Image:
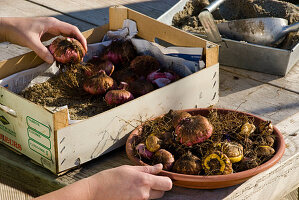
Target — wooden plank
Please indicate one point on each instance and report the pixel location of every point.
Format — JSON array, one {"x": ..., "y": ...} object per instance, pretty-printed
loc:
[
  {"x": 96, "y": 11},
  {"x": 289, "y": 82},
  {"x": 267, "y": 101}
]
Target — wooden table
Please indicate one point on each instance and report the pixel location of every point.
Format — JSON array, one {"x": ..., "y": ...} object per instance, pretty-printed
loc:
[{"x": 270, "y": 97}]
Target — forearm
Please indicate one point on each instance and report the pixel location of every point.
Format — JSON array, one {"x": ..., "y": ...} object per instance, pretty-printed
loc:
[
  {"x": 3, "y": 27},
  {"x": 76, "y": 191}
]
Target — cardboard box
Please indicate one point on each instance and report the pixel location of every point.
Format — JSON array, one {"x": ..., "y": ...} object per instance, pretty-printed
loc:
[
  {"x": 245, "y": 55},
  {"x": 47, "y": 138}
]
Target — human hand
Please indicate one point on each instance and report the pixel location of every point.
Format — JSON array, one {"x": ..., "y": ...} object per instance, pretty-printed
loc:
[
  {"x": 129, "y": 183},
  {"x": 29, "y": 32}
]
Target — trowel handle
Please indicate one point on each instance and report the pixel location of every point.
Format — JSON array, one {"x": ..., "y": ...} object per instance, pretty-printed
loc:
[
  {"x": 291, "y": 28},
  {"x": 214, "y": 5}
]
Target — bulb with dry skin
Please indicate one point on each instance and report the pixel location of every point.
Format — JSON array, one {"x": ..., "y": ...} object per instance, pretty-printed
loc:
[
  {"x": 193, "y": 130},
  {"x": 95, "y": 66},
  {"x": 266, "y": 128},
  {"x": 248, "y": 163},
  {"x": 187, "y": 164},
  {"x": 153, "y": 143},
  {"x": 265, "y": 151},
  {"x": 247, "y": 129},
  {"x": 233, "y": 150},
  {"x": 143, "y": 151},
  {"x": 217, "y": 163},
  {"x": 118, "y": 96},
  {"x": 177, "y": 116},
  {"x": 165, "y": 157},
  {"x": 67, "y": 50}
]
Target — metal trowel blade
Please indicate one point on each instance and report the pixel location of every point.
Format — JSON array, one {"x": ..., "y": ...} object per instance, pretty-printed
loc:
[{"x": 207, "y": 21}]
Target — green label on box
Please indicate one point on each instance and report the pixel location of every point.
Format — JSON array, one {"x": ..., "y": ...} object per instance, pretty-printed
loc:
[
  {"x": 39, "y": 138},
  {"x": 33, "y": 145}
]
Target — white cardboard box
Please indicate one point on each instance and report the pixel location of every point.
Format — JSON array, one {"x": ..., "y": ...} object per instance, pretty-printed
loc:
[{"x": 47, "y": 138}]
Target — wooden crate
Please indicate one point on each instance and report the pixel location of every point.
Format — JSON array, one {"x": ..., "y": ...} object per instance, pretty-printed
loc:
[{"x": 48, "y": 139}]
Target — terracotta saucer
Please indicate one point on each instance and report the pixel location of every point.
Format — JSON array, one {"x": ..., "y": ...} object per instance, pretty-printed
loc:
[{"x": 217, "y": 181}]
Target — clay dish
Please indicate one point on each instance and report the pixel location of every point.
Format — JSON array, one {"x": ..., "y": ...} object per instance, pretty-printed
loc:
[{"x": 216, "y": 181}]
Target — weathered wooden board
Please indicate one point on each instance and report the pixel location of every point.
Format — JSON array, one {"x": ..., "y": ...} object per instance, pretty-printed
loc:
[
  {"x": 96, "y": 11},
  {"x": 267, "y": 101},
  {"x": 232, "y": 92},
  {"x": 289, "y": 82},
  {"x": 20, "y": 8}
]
● ● ● ●
TASK INSTRUCTIONS
Find "Target — metal trowel blade" in the records above. Repeat its line and every later line exactly, through the last one.

RESULT OF THIS TASK
Target — metal trowel blade
Please indicate one point on each instance and report the pixel location of every point.
Format — JSON array, one {"x": ..., "y": ...} object per instance, pretty-printed
loc:
[{"x": 207, "y": 21}]
Target — green label on box
Please indicate one point on each instance and report the pixel location of every point.
Format — JSON array, one {"x": ..., "y": ...} object per instance, pretty-printed
loc:
[
  {"x": 39, "y": 138},
  {"x": 33, "y": 145}
]
Target — white cardboard box
Please indicate one point on each instance and report the pixel location of every point.
Format — JSON array, one {"x": ..., "y": ...} object per instance, pretty-printed
loc:
[{"x": 47, "y": 138}]
Target — wooden crate
Please indicate one point on each instance and report the pixel location of every point.
Format — JSON array, one {"x": ..., "y": ...} object per instance, pretty-printed
loc:
[{"x": 48, "y": 139}]
Target — terracotta saucer
Please indicate one point on each instance and report the pixel location of every point.
Format — JSON array, one {"x": ..., "y": ...} object per instance, pretty-printed
loc:
[{"x": 217, "y": 181}]
Target — clay dish
Please indicate one point on each instance and report the pixel location of every point.
Format — JSON array, one {"x": ..., "y": ...} object per instance, pretty-printed
loc:
[{"x": 216, "y": 181}]
Target — weathered wooden board
Please indicate one point on each instance and report the pixel location of every point.
Format — JSON array, one {"x": ..., "y": ...} object per instance, pretty-printed
loc:
[
  {"x": 96, "y": 11},
  {"x": 267, "y": 101},
  {"x": 232, "y": 92},
  {"x": 289, "y": 82},
  {"x": 20, "y": 8}
]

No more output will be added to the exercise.